# I/E Tech to Field Engineer...typical transition?



## Consultant1994 (Jan 10, 2021)

I'm currently a 2 yr I/E Tech and waiting to hear back from a DCS Field Engineer job I interviewed for. It was no secret I have minimal experience programming or even having much knowledge of DCS systems. I asked the engineer interviewing me about this and I'm guessing it went well because he assured me he can teach technical skills but can't teach people how to communicate good and treat customers right (they've been at one location for 13 years now). If I'm offered the job should I take it no matter the salary he says? To me this is like a whole new door opening to me and I think a good chance to start advancing my career. I have been wanting to get into a more automation type role. What should I expect going into a job like this? He said my knowledge of field instrumentation will help complete the overall picture and one of the reasons he is considering me. Also have a Bachelors in General Business which may help, job description asked for EE, ME, or Engineering Technology undergrad. Thoughts? Does this type of job transition usually happen?


----------



## Edgy Cheesy Graphite PE (Jan 11, 2021)

Many people transition from technician jobs to engineering jobs. It's very common. But many people won't consider you a "real engineer" if you don't have an engineering degree. How acceptable it is will vary from company to company. I've known a couple people without engineering degrees who moved up from production/technician/drafting jobs to engineering jobs based on experience only. But both of them were stuck at their current company because other companies wouldn't consider them for an engineering position.

+++

SET TASK =
Reproduce the part of the thread on moving from I/E tech to field engineer between "## Edgy Cheesy" and "an engineering position.", inclusive, changing "technician" to "technologist".

DATASET EXCERPT =
+++

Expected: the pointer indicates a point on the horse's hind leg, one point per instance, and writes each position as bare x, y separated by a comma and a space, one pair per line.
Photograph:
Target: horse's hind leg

+++

RESPONSE FOR THIS EXERCISE =
## Edgy Cheesy Graphite PE (Jan 11, 2021)

Many people transition from technologist jobs to engineering jobs. It's very common. But many people won't consider you a "real engineer" if you don't have an engineering degree. How acceptable it is will vary from company to company. I've known a couple people without engineering degrees who moved up from production/technologist/drafting jobs to engineering jobs based on experience only. But both of them were stuck at their current company because other companies wouldn't consider them for an engineering position.